Sadness pervades my every day. I suppose it’s natural to have a dip in your “happiness meter” when your child is a heroin addict. The sadness is like a low level hum in my body. Everyday things are different now. It’s hard to listen to other parents complain about the smallest of things; like disappointment in falling grades. It’s hard to enjoy a glass of wine when you know your child should not. Even previous hobbies, in my case art, become “diversions” (whereas before they set me free). It is hard sometimes to even smile.
It is better than what came before though – which was anxiety. Anxiety based on the false belief that it was up to me to solve my daughter’s problems. Or, at the very least, to put the magic elixir in her hands. Various attempts over the years include enrolling in four different schools within four years, aptitude testing, educational consultants and weekly guidance check-ins. Then came play therapy, individual therapy, family therapy, medication, psychological testing, behavior modification charts, hospitalizations, and family contracts. Then Department of Children and Family intervention, AA meetings, police arrests, court room visits, drug testing, probation, detoxes, rehabs, transitional service facilities, residential homes and sober homes.

__Dataset content__:
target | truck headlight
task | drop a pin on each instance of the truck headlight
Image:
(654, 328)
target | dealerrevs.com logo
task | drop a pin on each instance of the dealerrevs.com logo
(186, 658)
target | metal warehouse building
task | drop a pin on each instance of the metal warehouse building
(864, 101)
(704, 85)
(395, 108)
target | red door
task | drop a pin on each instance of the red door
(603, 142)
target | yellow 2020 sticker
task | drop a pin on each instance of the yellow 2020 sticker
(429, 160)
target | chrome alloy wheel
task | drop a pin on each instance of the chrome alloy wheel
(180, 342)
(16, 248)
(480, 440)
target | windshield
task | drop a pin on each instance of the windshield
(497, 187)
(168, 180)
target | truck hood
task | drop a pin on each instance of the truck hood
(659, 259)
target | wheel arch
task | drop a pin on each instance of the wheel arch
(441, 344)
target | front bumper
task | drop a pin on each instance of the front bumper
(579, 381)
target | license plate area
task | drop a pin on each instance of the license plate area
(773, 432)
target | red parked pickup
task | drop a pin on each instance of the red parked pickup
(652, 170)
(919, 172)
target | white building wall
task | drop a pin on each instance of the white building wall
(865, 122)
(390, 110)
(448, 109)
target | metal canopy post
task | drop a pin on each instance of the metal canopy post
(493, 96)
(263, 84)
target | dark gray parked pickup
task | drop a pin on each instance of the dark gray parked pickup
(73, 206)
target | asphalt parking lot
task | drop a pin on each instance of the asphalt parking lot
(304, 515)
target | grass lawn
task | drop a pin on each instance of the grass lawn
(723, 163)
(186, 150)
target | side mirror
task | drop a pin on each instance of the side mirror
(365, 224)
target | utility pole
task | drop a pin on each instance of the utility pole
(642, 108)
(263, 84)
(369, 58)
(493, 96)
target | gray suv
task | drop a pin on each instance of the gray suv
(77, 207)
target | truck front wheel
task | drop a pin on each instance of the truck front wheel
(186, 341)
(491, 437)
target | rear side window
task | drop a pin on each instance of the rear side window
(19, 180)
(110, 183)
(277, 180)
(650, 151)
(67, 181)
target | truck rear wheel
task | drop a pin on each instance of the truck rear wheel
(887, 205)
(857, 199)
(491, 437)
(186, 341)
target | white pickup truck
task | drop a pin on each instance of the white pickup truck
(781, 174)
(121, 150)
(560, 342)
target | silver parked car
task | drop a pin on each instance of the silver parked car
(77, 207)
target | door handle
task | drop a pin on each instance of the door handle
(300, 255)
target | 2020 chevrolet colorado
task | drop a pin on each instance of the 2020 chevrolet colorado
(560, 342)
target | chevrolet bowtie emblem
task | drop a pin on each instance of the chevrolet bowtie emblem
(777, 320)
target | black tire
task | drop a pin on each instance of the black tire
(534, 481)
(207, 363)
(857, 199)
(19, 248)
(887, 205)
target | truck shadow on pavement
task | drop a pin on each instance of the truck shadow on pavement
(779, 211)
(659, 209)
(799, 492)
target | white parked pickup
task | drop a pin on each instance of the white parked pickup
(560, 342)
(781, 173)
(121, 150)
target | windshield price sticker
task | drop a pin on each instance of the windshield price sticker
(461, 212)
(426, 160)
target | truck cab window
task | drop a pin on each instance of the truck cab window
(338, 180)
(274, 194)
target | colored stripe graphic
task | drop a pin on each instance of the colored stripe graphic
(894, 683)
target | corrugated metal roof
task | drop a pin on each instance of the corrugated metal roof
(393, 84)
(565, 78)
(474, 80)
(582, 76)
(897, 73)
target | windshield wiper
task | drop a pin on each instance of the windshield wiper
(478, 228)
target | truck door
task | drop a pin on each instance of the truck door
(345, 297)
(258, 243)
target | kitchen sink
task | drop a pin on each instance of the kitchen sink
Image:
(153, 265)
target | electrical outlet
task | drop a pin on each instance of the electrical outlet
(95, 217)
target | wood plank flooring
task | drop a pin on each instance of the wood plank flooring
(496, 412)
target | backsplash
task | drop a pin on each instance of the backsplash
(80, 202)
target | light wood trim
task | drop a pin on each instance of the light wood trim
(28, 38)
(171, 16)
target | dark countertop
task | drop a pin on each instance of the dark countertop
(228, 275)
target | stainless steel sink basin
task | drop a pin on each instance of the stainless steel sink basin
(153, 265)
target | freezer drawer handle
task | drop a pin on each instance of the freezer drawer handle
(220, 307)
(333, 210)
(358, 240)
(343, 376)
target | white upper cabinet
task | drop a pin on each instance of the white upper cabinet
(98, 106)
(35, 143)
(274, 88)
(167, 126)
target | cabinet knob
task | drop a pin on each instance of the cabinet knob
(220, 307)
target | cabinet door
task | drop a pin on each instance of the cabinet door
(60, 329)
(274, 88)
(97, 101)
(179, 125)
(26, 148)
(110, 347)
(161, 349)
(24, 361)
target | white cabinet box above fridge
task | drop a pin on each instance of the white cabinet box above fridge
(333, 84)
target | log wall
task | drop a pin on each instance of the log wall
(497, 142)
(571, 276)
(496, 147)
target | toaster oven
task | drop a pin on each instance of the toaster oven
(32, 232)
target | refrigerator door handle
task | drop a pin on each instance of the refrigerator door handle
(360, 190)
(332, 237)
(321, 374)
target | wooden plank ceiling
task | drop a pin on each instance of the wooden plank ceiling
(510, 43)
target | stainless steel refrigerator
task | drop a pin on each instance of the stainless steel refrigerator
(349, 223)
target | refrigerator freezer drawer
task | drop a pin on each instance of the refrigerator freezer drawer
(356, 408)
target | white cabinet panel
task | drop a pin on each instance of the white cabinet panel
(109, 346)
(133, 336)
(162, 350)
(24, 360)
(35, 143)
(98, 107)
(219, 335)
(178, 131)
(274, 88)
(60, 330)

__Exercise tasks__:
1. Do the following statements agree with the passage on a child's heroin addiction? For each of (a), (b) and (c), answer yes or no and quote the deciding words of the passage.
(a) The writer's hobby is art.
(b) The writer finds the present sadness worse than the anxiety that came before it.
(c) The daughter was enrolled in four different schools within four years.
2. In the passage on a child's heroin addiction, what false belief was the writer's anxiety based on?
3. Write the next part of the passage on a child's heroin addiction, picking up after its final sentence.

__Task answers__:
1.
(a) Yes: "Even previous hobbies, in my case art, become “diversions”"
(b) No: "It is better than what came before though – which was anxiety."
(c) Yes: "enrolling in four different schools within four years"

2. It was based on the belief that it was up to the writer to solve the daughter's problems.

3.
I would do it all again. Of course I would. But I have learned to let go of the results. I have replaced my frustration with compassion. This, however, is where the sadness has seeped in.
Sadness because there is resignation. I can not fix this. I was told this earlier at Al Anon: “you didn’t cause it, you can’t control it, and you can’t cure it.” Now I know it to be true. The sick person must ultimately heal themselves.
Resignation and compassion…..better than anxiety and frustration.
And that’s all I can say about this today.